Written problem ▸
Rewrite the stretch of the listing below from the line containing "Question. Put a marker on each instance of the woman in" through the end of the listing, switching "red jacket" to "orange jacket" and leaving everything else unchanged.

Data provided ▸

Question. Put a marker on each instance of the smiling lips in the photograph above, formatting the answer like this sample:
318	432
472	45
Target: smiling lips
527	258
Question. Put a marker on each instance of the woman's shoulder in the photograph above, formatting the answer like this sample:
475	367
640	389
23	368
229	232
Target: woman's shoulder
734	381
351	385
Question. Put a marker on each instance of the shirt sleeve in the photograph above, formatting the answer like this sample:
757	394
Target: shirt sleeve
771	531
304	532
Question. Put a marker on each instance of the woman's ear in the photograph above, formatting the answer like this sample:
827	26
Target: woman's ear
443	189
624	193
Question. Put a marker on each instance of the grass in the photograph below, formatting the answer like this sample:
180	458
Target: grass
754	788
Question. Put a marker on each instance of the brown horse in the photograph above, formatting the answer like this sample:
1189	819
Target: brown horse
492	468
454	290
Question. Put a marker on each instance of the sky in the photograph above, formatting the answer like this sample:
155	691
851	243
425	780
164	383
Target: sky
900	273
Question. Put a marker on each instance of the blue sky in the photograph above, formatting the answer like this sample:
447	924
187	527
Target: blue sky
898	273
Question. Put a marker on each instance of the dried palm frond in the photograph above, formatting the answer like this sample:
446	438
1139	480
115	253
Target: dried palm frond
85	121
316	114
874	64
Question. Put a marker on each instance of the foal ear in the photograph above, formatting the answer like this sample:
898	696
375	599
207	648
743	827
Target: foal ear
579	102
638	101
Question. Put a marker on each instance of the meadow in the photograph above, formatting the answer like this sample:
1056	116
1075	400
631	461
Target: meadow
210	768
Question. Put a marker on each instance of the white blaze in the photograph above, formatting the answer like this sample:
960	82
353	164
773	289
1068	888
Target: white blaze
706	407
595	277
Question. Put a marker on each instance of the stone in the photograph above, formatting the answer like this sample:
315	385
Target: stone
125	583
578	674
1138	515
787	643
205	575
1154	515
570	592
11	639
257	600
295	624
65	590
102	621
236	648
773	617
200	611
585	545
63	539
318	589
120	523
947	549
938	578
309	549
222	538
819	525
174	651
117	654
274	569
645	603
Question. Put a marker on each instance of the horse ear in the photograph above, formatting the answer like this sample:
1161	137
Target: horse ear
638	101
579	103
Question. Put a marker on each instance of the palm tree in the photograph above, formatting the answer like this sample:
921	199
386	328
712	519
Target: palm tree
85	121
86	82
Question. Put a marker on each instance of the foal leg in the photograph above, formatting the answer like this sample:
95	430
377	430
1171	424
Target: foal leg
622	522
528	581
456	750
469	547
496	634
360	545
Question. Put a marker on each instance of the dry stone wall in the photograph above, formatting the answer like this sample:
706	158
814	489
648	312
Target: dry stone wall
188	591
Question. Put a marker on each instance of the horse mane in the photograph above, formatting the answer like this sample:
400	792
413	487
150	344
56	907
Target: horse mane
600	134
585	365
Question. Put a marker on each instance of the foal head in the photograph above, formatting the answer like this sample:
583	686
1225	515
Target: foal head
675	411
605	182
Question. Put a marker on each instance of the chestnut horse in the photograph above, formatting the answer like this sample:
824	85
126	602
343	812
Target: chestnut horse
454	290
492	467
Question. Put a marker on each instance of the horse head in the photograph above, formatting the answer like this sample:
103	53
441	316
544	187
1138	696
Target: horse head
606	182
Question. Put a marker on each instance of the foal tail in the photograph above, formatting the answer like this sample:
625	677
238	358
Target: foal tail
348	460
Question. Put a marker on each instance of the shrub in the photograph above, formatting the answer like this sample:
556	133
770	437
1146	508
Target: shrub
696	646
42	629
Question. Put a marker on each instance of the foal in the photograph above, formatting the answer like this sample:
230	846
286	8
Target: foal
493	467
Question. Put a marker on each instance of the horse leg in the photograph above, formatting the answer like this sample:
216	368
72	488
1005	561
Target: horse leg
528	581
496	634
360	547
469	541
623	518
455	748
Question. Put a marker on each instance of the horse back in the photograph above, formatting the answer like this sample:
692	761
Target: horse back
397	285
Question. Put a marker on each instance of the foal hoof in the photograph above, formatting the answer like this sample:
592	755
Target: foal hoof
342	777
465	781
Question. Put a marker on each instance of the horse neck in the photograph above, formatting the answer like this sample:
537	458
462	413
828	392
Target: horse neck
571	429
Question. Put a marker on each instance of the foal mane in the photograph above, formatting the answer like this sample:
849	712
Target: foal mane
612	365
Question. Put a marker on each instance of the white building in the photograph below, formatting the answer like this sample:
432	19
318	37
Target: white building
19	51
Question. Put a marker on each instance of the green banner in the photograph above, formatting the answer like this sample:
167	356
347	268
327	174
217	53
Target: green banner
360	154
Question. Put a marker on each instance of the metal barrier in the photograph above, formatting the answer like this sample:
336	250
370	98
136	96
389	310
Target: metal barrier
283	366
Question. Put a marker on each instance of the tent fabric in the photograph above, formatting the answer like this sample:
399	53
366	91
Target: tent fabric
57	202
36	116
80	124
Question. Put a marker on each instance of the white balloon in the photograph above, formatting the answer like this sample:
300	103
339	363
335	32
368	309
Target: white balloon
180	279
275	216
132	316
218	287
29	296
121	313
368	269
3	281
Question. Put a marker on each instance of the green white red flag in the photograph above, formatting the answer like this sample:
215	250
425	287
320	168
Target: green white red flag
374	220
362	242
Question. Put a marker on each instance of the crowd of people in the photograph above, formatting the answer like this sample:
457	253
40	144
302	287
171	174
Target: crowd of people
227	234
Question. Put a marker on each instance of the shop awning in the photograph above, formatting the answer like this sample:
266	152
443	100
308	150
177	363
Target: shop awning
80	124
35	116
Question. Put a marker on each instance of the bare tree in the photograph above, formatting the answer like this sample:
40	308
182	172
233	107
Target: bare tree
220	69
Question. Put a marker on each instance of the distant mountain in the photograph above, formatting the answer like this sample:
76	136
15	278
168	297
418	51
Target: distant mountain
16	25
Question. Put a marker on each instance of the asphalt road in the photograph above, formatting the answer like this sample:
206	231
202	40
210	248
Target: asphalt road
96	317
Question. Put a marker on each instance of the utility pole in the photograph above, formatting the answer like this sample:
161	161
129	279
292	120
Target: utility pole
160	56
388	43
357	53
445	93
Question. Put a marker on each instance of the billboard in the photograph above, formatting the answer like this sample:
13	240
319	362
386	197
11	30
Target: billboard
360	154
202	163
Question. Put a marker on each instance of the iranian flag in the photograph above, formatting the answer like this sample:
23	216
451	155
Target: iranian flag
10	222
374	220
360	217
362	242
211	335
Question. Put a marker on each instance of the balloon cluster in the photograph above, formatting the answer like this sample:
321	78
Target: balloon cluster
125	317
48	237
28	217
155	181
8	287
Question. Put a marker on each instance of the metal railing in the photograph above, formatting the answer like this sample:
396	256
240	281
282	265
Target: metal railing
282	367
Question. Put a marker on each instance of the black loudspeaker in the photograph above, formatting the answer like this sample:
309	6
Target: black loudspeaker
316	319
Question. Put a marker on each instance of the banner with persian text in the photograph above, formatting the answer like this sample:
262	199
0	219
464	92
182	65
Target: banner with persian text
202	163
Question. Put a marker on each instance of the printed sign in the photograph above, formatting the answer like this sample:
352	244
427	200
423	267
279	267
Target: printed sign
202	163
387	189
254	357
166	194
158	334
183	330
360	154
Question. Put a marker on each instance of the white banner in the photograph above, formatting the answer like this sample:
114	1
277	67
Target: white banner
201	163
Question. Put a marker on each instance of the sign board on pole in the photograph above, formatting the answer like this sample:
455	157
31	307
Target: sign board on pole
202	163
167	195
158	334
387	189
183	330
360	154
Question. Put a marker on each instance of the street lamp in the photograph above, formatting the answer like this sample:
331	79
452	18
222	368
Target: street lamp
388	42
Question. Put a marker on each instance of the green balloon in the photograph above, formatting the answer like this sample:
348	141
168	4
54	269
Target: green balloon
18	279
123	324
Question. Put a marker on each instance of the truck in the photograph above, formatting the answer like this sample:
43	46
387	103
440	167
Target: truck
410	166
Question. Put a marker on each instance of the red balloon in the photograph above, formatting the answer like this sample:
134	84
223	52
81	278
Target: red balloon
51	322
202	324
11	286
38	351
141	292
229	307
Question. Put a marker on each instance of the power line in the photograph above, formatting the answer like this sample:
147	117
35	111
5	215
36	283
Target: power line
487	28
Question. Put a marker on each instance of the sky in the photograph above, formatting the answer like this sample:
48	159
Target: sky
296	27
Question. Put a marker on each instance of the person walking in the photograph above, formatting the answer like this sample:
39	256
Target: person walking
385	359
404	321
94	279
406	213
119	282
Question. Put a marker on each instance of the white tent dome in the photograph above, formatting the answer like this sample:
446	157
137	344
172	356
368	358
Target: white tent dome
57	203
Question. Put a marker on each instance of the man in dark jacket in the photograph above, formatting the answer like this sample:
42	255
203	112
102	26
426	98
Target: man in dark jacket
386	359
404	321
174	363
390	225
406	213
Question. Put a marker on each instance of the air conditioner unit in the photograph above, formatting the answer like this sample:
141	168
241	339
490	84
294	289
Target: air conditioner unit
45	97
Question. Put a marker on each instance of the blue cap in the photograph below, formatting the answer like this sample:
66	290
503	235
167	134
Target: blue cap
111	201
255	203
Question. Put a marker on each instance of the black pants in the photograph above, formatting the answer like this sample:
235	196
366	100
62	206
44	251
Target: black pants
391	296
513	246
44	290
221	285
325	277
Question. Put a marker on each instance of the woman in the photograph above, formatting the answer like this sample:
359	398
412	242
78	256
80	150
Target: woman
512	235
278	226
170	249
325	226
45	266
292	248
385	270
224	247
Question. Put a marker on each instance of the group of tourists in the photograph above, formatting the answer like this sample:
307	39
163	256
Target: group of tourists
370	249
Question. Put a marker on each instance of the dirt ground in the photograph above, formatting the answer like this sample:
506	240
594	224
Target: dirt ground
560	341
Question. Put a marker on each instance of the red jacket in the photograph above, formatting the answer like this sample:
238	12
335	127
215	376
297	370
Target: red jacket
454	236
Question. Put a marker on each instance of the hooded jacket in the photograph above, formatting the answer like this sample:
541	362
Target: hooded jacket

Exercise response ▸
Question. Put a marker on each instance of the woman in the photograph above, formatting the answer like this sample:
359	398
412	242
78	256
80	150
Target: woman
512	235
278	226
170	249
325	226
45	266
292	248
385	270
224	247
Question. Put a marker on each instance of the group of tourists in the photograph above, formatting the answer like this sample:
307	39
163	256
Target: group of tourists
370	249
Question. Put a marker on each instance of the dirt ground in the photograph above, formatting the answer like this sample:
506	240
594	224
Target: dirt ground
560	341
Question. Put a marker on each instance of the orange jacket in the photograph above, formatting the answer like this sample:
238	12
335	127
215	376
297	370
Target: orange jacket
454	236
Question. Put a marker on each instance of the hooded jacket in the photograph above, formatting the answer like this sample:
541	362
Target: hooded jacket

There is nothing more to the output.